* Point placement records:
start
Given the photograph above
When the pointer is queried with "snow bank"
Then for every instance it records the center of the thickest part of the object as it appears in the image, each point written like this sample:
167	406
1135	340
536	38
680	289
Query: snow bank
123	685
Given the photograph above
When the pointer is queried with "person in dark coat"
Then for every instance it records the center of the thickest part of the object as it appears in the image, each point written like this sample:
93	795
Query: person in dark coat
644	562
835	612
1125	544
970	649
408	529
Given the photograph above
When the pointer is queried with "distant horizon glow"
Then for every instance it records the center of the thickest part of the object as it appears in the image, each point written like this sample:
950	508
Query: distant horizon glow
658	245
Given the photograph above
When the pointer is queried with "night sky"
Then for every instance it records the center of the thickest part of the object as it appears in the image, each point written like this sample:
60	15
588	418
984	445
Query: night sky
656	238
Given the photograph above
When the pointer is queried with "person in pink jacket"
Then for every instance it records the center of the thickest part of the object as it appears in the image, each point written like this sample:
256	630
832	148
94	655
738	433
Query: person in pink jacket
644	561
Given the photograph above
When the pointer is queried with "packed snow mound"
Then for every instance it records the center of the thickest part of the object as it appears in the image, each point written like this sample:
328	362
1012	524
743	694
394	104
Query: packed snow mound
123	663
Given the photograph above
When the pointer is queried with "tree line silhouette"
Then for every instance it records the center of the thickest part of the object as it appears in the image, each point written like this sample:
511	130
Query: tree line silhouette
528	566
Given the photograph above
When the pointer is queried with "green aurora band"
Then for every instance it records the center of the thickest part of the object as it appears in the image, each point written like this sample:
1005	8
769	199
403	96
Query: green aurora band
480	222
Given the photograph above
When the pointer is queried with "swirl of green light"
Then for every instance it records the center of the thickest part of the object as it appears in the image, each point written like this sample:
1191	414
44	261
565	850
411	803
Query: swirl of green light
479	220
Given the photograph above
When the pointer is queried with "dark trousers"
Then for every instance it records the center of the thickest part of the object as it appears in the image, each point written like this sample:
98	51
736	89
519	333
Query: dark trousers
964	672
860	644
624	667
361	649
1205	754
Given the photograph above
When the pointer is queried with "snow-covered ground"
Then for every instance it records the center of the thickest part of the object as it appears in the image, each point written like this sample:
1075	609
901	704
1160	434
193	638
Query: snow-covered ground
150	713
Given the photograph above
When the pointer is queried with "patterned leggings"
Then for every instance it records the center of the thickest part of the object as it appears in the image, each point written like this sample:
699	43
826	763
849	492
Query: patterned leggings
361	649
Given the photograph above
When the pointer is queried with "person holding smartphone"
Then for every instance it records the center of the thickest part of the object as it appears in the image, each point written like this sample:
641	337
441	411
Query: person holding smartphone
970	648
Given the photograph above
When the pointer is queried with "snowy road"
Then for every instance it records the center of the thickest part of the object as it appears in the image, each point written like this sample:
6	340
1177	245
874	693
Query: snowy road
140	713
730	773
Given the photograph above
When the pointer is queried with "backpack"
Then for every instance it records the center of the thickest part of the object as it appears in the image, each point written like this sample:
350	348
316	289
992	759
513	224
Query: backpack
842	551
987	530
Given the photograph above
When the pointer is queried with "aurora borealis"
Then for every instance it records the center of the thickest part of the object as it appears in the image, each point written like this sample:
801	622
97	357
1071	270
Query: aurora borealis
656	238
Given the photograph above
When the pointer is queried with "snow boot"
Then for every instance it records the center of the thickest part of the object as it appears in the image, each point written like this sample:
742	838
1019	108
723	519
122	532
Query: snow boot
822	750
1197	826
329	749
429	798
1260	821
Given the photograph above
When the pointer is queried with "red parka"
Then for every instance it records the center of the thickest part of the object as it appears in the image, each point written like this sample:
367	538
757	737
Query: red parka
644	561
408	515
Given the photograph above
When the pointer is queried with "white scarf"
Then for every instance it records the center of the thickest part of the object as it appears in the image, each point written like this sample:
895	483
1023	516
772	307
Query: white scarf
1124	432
end
start
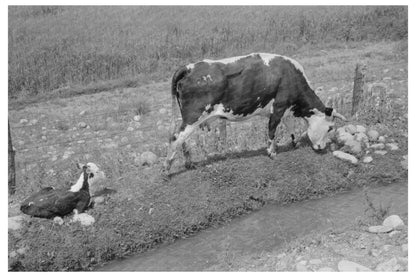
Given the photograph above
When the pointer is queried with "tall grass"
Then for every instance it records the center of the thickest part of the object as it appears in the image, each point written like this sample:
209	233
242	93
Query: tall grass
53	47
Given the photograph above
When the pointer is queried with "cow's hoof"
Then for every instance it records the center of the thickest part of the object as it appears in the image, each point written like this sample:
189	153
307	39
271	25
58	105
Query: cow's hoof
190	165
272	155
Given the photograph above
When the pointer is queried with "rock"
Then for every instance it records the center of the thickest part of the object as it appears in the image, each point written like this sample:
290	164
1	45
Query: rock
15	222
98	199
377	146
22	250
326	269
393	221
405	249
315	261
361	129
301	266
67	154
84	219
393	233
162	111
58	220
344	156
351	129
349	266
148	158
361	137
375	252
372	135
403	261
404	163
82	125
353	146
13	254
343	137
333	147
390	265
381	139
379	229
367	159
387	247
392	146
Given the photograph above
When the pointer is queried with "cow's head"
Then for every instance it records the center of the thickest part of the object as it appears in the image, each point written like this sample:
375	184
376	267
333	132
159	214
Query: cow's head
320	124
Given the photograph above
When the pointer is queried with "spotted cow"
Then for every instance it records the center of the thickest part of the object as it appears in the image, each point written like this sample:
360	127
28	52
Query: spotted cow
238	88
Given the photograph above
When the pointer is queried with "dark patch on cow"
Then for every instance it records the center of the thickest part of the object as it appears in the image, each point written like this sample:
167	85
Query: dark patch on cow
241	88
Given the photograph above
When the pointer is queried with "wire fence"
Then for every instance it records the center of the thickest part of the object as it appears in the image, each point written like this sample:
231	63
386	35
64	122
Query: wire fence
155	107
end
* PROBLEM TO SOLVE: Count the lines in the records above that contain the string "silhouette". Give only the number.

* REPLY TO THE EXERCISE: 2